- **Requirement**:
The entries are to be written out word for word, with their images left out.

%%

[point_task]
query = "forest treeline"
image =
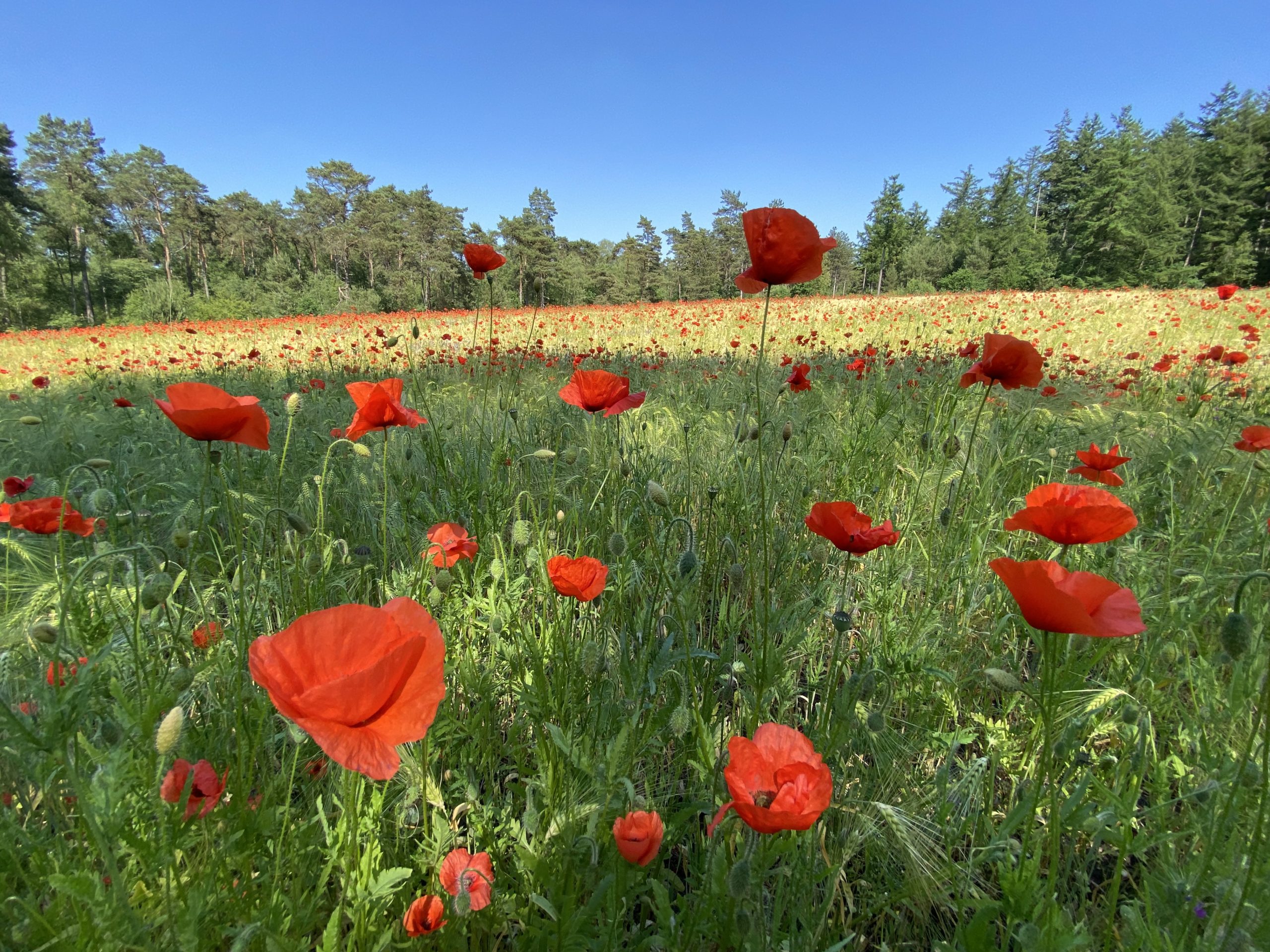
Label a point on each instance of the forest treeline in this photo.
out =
(89, 237)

%%

- **Result of the exercise**:
[point_task]
query = "forest treeline"
image =
Label a point on each instance of the forest treeline in this photo.
out =
(89, 237)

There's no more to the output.